> [What to produce]: All of the listing below must be repeated word for word. Pictures are the only thing to omit.

> [Information]:
○ ○ ○ ○ ○ ○ ○
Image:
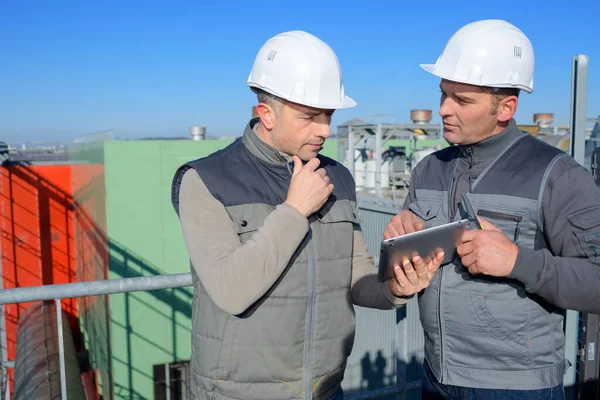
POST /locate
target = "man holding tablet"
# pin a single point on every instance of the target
(493, 317)
(272, 230)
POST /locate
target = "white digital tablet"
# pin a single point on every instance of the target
(425, 243)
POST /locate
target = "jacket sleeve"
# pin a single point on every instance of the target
(567, 274)
(366, 290)
(235, 275)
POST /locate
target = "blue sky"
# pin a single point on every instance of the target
(155, 68)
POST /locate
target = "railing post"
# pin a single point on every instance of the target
(61, 351)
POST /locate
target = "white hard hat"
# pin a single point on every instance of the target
(300, 68)
(491, 53)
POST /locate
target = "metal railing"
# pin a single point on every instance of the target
(84, 289)
(57, 292)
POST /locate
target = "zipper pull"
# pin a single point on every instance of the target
(471, 179)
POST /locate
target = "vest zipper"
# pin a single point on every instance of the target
(311, 279)
(502, 216)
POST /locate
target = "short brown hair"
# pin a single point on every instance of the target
(270, 99)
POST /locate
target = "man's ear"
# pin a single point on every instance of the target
(267, 115)
(507, 108)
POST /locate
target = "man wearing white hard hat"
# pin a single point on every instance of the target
(272, 230)
(493, 318)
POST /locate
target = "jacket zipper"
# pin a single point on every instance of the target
(502, 216)
(311, 278)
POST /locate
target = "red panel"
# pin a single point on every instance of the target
(38, 220)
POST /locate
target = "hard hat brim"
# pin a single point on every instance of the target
(429, 68)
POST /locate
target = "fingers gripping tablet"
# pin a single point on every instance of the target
(425, 243)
○ ○ ○ ○ ○ ○ ○
> [Response box]:
Image:
POST /locate
target = "man holding tablet"
# pin a single point on every instance of the target
(493, 317)
(272, 230)
POST /locate
target = "white digital tablet"
# pin a single point on every instance of the target
(425, 243)
POST /locate
target = "jacket sleeve"
# pin a single point on every instance of the target
(567, 274)
(366, 290)
(235, 275)
POST /locate
target = "blue sky"
# pin a single point on every instance of the target
(155, 68)
POST /locate
target = "railing post"
# pin a single point on every instance of the target
(61, 351)
POST /locate
target = "white hard hat"
# pin a single point on every instance of the target
(300, 68)
(491, 53)
POST /locate
target = "metal railing"
# pin a single point on every instance of the target
(84, 289)
(57, 292)
POST /locate
target = "zipper pull"
# pin a single point on every instance of the target
(471, 179)
POST /locate
target = "vest zipper"
# pin a single point on every instance of the target
(311, 279)
(502, 216)
POST /locate
target = "short brown hair"
# pin a single point on every instance of the target
(270, 99)
POST /locate
target = "man's ear"
# pin a single point on every instance of the target
(267, 115)
(507, 108)
POST /locate
target = "man wearing white hard hat"
# pin a single point on every instance of the target
(272, 230)
(493, 318)
POST /locate
target = "jacket zipper"
# pin a single point on every instance of the target
(502, 216)
(311, 278)
POST /locate
target = "red panel"
# pin a single point on every instance of the target
(38, 220)
POST /locate
target = "hard hat brim"
# pin a single point on every instance of the target
(429, 68)
POST /locate
target = "fingers gripping tablet"
# pin a single point on every instance of the target
(425, 243)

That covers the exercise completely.